Problem to solve: Pick up the Python walkthrough on building an LDA topic model right after its last line and continue writing it.

Provided text:

# Implementation of LDA model in Python

Authors  
-   Nicolas Pizzo and Akshar Nair


> **note**
>
> -   The worksheet is part of the research project on clusttering of question answer pairs using ML models, at the University of Bath.
>-    Research Group: Alexandra Gkolia, Nicolas Pizzo, Nikhil Fernandes, Akshar Nair and James Davenport
>-   This worksheet is derived from https://towardsdatascience.com/evaluate-topic-model-in-python-latent-dirichlet-allocation-lda-7d57484bb5d0 and catered to the data set collected from CM20254 course on Data Structures and Algorithms at the University of Bath.

>- For further queries please feel free to email: (np700, ag2214, nkdf20, asn42, masjhd)@bath.ac.uk

# Note: This script requires high CPU usage. Be-aware your machine will be under heavy load, use with care.  

To use different ML models, we need various functions form the pandas library. You may need the following pip installs (incase this your first time of using ML models)
>- pip install pandas
>- pip install nltk
>- pip install gensim
>- pip install spacy

In [1]:
import pandas as pd
import os

os.chdir('..')

## Reading csv file into a list of lists
### Note: your path for the csv file might be different. Please update accordingly.

In [2]:
papers = pd.read_csv('./Documents/Questions_300.csv')

In [3]:
#Print head
papers.head()

Records shown:
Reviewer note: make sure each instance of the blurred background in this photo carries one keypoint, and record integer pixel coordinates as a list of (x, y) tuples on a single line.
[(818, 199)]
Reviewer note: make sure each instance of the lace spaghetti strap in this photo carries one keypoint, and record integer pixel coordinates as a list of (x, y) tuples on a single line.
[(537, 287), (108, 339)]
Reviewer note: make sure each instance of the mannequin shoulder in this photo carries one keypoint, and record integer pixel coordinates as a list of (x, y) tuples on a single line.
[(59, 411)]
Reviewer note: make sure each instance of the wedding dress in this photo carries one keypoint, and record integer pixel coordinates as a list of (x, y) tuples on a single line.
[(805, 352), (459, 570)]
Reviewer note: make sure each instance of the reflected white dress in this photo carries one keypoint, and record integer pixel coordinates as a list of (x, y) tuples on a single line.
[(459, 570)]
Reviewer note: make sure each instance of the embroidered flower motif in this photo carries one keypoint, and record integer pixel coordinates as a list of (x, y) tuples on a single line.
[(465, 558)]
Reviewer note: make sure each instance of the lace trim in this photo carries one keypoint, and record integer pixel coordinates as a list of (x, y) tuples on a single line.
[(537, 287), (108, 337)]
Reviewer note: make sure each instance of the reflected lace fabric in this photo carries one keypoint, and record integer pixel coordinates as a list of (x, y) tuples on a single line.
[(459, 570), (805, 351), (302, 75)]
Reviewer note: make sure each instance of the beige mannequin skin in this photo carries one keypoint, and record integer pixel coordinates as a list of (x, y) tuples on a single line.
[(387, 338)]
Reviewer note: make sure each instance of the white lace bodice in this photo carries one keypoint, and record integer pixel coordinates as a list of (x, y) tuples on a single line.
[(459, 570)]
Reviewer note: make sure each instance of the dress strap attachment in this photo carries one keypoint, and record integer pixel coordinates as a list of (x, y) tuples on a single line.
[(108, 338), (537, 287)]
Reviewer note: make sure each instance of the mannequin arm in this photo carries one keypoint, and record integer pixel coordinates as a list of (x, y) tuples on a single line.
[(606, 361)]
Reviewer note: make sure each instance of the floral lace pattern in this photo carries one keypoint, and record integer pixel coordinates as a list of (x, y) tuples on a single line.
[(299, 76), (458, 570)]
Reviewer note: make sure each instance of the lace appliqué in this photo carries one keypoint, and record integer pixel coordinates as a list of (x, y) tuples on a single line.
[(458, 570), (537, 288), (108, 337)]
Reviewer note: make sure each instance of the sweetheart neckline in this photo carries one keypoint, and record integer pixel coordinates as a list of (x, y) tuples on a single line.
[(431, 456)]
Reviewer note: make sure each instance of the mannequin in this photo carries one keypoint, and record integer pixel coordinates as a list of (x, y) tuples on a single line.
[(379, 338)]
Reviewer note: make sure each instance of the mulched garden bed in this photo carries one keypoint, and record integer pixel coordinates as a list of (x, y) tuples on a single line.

Written response:
Unnamed: 0,Question,Answer 1,Answer 2,Answer 3,Answer 4,Answer 5,Explanation,Author
0,The runtime for the following code fragment is...,nlogn\n,n^2\n,n^2(logn)\n,n^3\n,None of the above\n,,wd371 (wd371)\n
1,"Given the binary search algorithm, as taught i...",1 iteration\n,2 iterations\n,3 iterations\n,4 iterations\n,,,wd371 (wd371)\n
2,An algorithm has time complexity . Using the D...,b = 12\n,b = -4\n,b = 6\n,b = 9\n,b = 0\n,Solve for the roots of |T(N)|=4N^2. The roots ...,
3,Which one of the following sorting algorithms ...,Selection sort\n,Insertion sort\n,Bubble sort\n,Merge sort\n,Quick\n,,aa2955 (aa2955)\n
4,Given the tree: a / \ b c / \ / \ e f g hWhat ...,ebfagch\n,abefcgh\n,efbghca\n,abcefgh\n,,For the in order traversal we start from the r...,


### Removing irrelevant columns from the dataset. 
#### If you wish to drop labels from the index set axis = 0, if you wish to remove labels from the columns set axis = 1

In [4]:
papers = papers.drop(columns=['Answer 1', 'Answer 2', 'Answer 3', 'Answer 4', 'Answer 5', 'Author', 'Explanation'], axis=1)

In [5]:
#Will be used often.  Simply prints out the current state of the file.
papers.head()

Unnamed: 0,Question
0,The runtime for the following code fragment is...
1,"Given the binary search algorithm, as taught i..."
2,An algorithm has time complexity . Using the D...
3,Which one of the following sorting algorithms ...
4,Given the tree: a / \ b c / \ / \ e f g hWhat ...


In [6]:
#Load the regular expression library
import re

#### The following removes punctuations and converts the titles to lowercase.

In [7]:
papers['Question_Processed'] = papers['Question'].map(lambda x: re.sub('[,\.!?]', '', x))

In [8]:
papers['Question_Processed'] = papers['Question_Processed'].map(lambda x: x.lower())

In [9]:
papers.head()

Unnamed: 0,Question,Question_Processed
0,The runtime for the following code fragment is...,the runtime for the following code fragment is...
1,"Given the binary search algorithm, as taught i...",given the binary search algorithm as taught in...
2,An algorithm has time complexity . Using the D...,an algorithm has time complexity using the de...
3,Which one of the following sorting algorithms ...,which one of the following sorting algorithms ...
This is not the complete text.